• Exercise:
Produce as output only the lines below starting at the line with "Request = locate the asphalt" and continuing through the line with "Form = pixel coordinates such as (352,257)", each one exactly as written.

• Information provided:

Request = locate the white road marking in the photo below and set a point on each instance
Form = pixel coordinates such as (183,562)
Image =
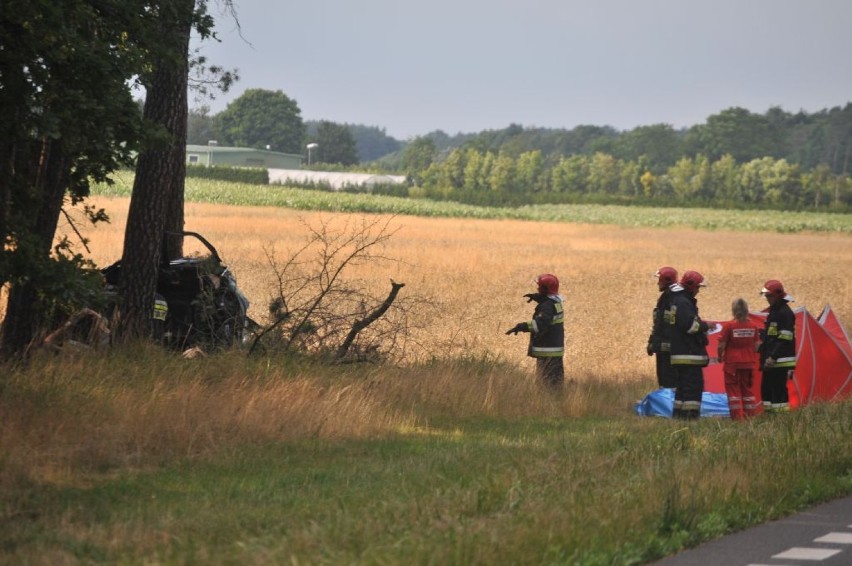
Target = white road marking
(801,553)
(836,538)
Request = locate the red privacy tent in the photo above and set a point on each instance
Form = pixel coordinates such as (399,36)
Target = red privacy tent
(824,365)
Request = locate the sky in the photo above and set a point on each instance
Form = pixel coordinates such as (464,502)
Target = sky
(464,66)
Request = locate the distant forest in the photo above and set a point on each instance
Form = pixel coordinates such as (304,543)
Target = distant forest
(737,158)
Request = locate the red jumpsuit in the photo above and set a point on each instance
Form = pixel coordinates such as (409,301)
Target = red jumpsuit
(741,367)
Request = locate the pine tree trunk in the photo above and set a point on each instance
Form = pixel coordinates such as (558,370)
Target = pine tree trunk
(157,200)
(25,316)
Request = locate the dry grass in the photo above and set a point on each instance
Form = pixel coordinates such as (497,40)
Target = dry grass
(91,421)
(478,270)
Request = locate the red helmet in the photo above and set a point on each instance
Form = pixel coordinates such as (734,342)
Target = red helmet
(547,283)
(775,288)
(666,276)
(692,281)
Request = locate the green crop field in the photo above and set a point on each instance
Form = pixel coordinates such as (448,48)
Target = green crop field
(451,455)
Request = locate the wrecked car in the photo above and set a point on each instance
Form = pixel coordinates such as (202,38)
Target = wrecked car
(198,303)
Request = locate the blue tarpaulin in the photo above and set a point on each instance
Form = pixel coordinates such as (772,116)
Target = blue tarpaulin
(660,403)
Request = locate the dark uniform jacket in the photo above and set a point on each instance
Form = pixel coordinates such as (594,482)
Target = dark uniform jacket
(547,331)
(779,336)
(688,331)
(659,340)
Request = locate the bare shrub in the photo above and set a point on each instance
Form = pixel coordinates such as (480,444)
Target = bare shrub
(318,308)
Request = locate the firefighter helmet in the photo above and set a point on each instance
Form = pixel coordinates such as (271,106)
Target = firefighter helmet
(666,276)
(547,284)
(692,281)
(775,288)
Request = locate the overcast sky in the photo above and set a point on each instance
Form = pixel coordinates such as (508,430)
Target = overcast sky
(412,67)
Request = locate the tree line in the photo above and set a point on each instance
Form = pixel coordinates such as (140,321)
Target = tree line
(68,72)
(499,179)
(735,158)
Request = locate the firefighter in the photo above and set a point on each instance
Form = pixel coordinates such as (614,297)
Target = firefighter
(659,341)
(547,333)
(778,351)
(738,346)
(688,335)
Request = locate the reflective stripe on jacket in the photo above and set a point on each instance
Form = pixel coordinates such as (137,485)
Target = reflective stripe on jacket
(779,336)
(688,331)
(547,331)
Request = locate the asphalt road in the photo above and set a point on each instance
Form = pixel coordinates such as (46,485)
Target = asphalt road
(821,536)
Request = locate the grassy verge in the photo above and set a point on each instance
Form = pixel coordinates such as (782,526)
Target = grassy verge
(221,192)
(141,457)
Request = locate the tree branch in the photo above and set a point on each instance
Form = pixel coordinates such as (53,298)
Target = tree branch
(360,325)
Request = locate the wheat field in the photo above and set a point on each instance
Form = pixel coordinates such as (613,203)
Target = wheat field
(476,271)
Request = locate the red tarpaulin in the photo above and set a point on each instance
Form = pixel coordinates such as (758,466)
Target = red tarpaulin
(824,365)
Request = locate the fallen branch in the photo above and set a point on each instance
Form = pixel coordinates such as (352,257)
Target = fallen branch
(360,325)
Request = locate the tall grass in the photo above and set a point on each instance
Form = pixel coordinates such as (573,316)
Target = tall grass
(144,457)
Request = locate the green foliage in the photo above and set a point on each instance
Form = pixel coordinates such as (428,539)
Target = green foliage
(371,142)
(259,118)
(246,175)
(198,190)
(336,144)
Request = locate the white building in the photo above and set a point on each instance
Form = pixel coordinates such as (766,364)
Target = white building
(333,180)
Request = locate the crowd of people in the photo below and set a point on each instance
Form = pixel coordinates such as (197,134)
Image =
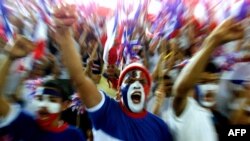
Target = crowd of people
(162,90)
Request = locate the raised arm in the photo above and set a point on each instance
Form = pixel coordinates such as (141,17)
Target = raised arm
(87,89)
(228,31)
(20,49)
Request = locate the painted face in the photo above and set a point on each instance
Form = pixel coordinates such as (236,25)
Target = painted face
(207,94)
(134,91)
(47,101)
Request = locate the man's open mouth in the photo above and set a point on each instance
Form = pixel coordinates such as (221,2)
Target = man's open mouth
(43,114)
(136,97)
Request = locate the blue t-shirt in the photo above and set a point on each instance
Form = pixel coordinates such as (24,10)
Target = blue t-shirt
(110,118)
(25,128)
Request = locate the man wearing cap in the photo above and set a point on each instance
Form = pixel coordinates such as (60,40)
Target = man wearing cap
(124,120)
(48,103)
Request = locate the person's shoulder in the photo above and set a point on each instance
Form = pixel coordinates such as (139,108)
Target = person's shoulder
(75,132)
(155,119)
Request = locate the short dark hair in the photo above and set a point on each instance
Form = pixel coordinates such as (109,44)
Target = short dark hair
(56,84)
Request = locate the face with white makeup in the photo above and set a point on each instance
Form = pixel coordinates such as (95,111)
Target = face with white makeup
(134,88)
(207,94)
(48,103)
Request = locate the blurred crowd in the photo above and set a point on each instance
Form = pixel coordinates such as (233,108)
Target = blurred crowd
(200,79)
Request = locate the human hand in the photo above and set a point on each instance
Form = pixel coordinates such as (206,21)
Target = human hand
(21,48)
(64,17)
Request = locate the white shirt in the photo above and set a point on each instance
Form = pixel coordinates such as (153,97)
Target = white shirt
(194,124)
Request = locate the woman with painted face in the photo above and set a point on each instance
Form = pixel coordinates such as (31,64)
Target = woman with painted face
(206,93)
(188,120)
(49,101)
(123,120)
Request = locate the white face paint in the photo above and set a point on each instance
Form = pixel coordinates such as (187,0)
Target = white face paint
(236,103)
(136,90)
(207,104)
(44,101)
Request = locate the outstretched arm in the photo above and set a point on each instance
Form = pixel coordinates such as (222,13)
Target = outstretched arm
(20,49)
(87,89)
(228,31)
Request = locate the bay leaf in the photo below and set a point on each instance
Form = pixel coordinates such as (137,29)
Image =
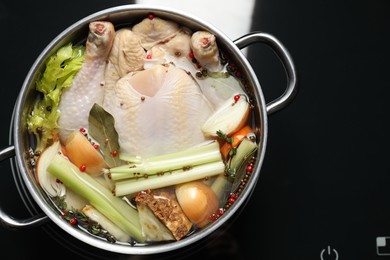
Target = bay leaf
(102,129)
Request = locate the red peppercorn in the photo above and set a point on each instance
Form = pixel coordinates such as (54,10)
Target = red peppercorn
(233,195)
(73,221)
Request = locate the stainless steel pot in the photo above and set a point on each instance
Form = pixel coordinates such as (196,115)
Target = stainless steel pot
(122,16)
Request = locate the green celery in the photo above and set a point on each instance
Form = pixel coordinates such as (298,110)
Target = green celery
(101,198)
(168,162)
(176,177)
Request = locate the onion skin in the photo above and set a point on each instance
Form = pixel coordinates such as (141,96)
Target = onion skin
(81,152)
(198,201)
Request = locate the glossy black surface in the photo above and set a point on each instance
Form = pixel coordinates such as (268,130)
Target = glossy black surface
(325,178)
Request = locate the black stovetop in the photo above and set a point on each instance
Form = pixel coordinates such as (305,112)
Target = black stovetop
(323,191)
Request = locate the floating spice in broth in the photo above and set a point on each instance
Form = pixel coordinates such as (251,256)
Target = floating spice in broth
(158,101)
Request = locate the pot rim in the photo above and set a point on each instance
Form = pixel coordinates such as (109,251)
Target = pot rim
(18,129)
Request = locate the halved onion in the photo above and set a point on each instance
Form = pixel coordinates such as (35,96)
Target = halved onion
(82,153)
(229,118)
(198,201)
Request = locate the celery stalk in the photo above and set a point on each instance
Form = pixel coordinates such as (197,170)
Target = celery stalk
(112,207)
(168,162)
(180,176)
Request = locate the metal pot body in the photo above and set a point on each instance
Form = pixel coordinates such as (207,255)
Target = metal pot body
(122,16)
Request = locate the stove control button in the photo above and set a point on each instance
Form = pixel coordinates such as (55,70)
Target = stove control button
(329,254)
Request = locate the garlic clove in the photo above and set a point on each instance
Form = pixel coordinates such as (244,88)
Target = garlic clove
(229,118)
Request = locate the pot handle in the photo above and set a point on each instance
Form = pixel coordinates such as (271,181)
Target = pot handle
(286,60)
(8,221)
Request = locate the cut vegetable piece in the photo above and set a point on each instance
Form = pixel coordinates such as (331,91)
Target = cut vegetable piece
(113,229)
(237,138)
(48,182)
(81,152)
(189,158)
(74,200)
(198,201)
(163,205)
(114,208)
(180,176)
(229,118)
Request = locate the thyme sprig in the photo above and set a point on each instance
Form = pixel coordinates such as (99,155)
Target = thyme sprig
(230,172)
(75,216)
(78,219)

• Written solution:
Request = locate the asphalt road in the photo above and set a point on each instance
Form = pixel coordinates such as (46,485)
Target = asphalt road
(821,536)
Request = locate the grassy verge in the photo above and set a point on each instance
Form = pixel coordinates such as (782,526)
Target = grassy verge
(221,192)
(141,457)
Request = locate the tree branch in the photo above and set a point on each instance
Form = pixel coordinates such as (53,298)
Target = tree branch
(360,325)
Request = locate the wheat field in the photo above and set a point on each instance
Form = pixel coordinates such as (613,203)
Target = wheat field
(476,271)
Request = locate the red tarpaulin in the photo above and set a point on each instance
Form = pixel coordinates such as (758,466)
Target = red tarpaulin
(824,365)
Request = locate the fallen branch in the photo above and set a point on each instance
Form = pixel coordinates such as (352,257)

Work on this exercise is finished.